What the exercise asks => Give the records below as a Markdown table with two columns, No. and Record line. Put a row number in No. and the line itself in Record line, and leave out any blank lines.

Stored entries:
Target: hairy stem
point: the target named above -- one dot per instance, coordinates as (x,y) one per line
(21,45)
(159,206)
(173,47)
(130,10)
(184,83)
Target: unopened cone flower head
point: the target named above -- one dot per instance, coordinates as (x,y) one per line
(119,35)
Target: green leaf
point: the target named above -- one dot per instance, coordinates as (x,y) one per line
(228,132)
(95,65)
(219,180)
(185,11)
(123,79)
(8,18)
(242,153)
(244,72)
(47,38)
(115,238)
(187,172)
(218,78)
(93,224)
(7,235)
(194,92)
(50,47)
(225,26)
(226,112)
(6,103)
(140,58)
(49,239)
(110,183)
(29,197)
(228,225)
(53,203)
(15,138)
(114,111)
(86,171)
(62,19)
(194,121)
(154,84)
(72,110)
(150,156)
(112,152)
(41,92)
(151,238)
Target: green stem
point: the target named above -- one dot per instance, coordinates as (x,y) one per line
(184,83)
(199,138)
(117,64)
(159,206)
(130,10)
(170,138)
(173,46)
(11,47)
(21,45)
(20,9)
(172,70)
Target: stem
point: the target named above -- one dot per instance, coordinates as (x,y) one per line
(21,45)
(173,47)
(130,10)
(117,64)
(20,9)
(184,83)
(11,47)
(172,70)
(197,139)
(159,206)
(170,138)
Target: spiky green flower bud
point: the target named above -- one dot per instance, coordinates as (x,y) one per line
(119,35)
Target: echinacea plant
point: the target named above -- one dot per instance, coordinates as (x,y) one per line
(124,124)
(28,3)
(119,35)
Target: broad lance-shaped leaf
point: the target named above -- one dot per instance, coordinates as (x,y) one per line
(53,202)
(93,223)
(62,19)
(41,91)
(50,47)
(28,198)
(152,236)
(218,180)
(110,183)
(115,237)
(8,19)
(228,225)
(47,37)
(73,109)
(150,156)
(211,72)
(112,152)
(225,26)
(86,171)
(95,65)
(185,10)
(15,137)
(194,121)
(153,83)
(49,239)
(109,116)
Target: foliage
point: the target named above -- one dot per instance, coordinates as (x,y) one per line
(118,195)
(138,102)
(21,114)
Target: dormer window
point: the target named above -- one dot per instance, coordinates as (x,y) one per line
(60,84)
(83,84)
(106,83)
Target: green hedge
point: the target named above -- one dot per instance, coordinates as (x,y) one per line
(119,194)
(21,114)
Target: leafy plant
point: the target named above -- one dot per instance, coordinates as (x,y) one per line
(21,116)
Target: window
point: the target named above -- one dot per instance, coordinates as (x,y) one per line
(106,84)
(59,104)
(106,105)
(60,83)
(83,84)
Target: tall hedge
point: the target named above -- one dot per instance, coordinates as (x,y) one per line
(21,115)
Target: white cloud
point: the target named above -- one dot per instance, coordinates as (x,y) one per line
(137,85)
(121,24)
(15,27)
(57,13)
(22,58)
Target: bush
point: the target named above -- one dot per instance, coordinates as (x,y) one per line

Exercise result =>
| No. | Record line |
|---|---|
| 1 | Target: hairy stem |
| 2 | point: the target named above -- one dot per instance, coordinates as (x,y) one per line |
| 3 | (21,45) |
| 4 | (159,206) |
| 5 | (173,47) |
| 6 | (130,10) |
| 7 | (184,83) |
| 8 | Target: unopened cone flower head |
| 9 | point: the target named above -- one dot per instance, coordinates as (x,y) one per line |
| 10 | (119,35) |
| 11 | Target: green leaf |
| 12 | point: the target named above -- one dot per instance, coordinates as (x,y) one per line |
| 13 | (228,132) |
| 14 | (95,65) |
| 15 | (219,180) |
| 16 | (185,11) |
| 17 | (123,79) |
| 18 | (8,18) |
| 19 | (242,153) |
| 20 | (244,72) |
| 21 | (47,38) |
| 22 | (115,238) |
| 23 | (187,172) |
| 24 | (218,78) |
| 25 | (93,224) |
| 26 | (7,235) |
| 27 | (194,92) |
| 28 | (50,47) |
| 29 | (225,26) |
| 30 | (226,112) |
| 31 | (6,103) |
| 32 | (140,58) |
| 33 | (49,239) |
| 34 | (110,183) |
| 35 | (29,197) |
| 36 | (228,225) |
| 37 | (53,203) |
| 38 | (15,138) |
| 39 | (114,111) |
| 40 | (86,171) |
| 41 | (62,19) |
| 42 | (194,121) |
| 43 | (154,84) |
| 44 | (72,110) |
| 45 | (150,156) |
| 46 | (112,152) |
| 47 | (41,92) |
| 48 | (151,238) |
| 49 | Target: green stem |
| 50 | point: the target named above -- one dot per instance, coordinates as (x,y) one per line |
| 51 | (184,83) |
| 52 | (199,138) |
| 53 | (117,64) |
| 54 | (159,206) |
| 55 | (130,10) |
| 56 | (170,138) |
| 57 | (173,46) |
| 58 | (11,47) |
| 59 | (21,45) |
| 60 | (20,9) |
| 61 | (172,70) |
| 62 | Target: stem |
| 63 | point: the target named above -- one dot per instance, coordinates as (x,y) one per line |
| 64 | (21,45) |
| 65 | (173,47) |
| 66 | (130,10) |
| 67 | (117,64) |
| 68 | (20,9) |
| 69 | (184,83) |
| 70 | (11,47) |
| 71 | (172,70) |
| 72 | (197,139) |
| 73 | (159,206) |
| 74 | (170,138) |
| 75 | Target: spiky green flower bud |
| 76 | point: the target named above -- one dot per instance, coordinates as (x,y) one per line |
| 77 | (119,35) |
| 78 | Target: echinacea plant |
| 79 | point: the target named above -- one dot per instance, coordinates as (x,y) one per line |
| 80 | (124,124) |
| 81 | (28,3) |
| 82 | (119,35) |
| 83 | Target: broad lance-shaped leaf |
| 84 | point: the target named above -- one dot per instance, coordinates as (x,y) one per line |
| 85 | (53,202) |
| 86 | (93,223) |
| 87 | (62,19) |
| 88 | (41,91) |
| 89 | (50,47) |
| 90 | (28,198) |
| 91 | (152,236) |
| 92 | (218,180) |
| 93 | (110,183) |
| 94 | (115,237) |
| 95 | (8,19) |
| 96 | (228,225) |
| 97 | (47,37) |
| 98 | (73,109) |
| 99 | (150,156) |
| 100 | (211,72) |
| 101 | (112,152) |
| 102 | (225,26) |
| 103 | (86,171) |
| 104 | (95,65) |
| 105 | (185,10) |
| 106 | (15,137) |
| 107 | (194,121) |
| 108 | (153,83) |
| 109 | (49,239) |
| 110 | (109,116) |
| 111 | Target: foliage |
| 112 | point: the target named above -- one dot per instance, coordinates as (x,y) one per line |
| 113 | (118,195) |
| 114 | (138,102) |
| 115 | (21,114) |
| 116 | Target: dormer window |
| 117 | point: the target named above -- one dot per instance, coordinates as (x,y) one per line |
| 118 | (60,84) |
| 119 | (83,84) |
| 120 | (106,83) |
| 121 | Target: green hedge |
| 122 | point: the target named above -- one dot per instance, coordinates as (x,y) one per line |
| 123 | (119,194) |
| 124 | (21,114) |
| 125 | Target: leafy plant |
| 126 | point: the target named above -- one dot per instance, coordinates as (x,y) one per line |
| 127 | (21,116) |
| 128 | Target: window |
| 129 | point: the target named above -- one dot per instance, coordinates as (x,y) one per line |
| 130 | (106,84) |
| 131 | (59,104) |
| 132 | (106,105) |
| 133 | (60,83) |
| 134 | (83,84) |
| 135 | Target: tall hedge |
| 136 | point: the target named above -- one dot per instance, coordinates as (x,y) one per line |
| 137 | (21,115) |
| 138 | Target: white cloud |
| 139 | point: the target named above -- one dot per instance, coordinates as (x,y) one per line |
| 140 | (137,85) |
| 141 | (121,24) |
| 142 | (15,27) |
| 143 | (57,13) |
| 144 | (22,58) |
| 145 | Target: bush |
| 146 | point: the target named above -- one dot per instance, coordinates as (x,y) one per line |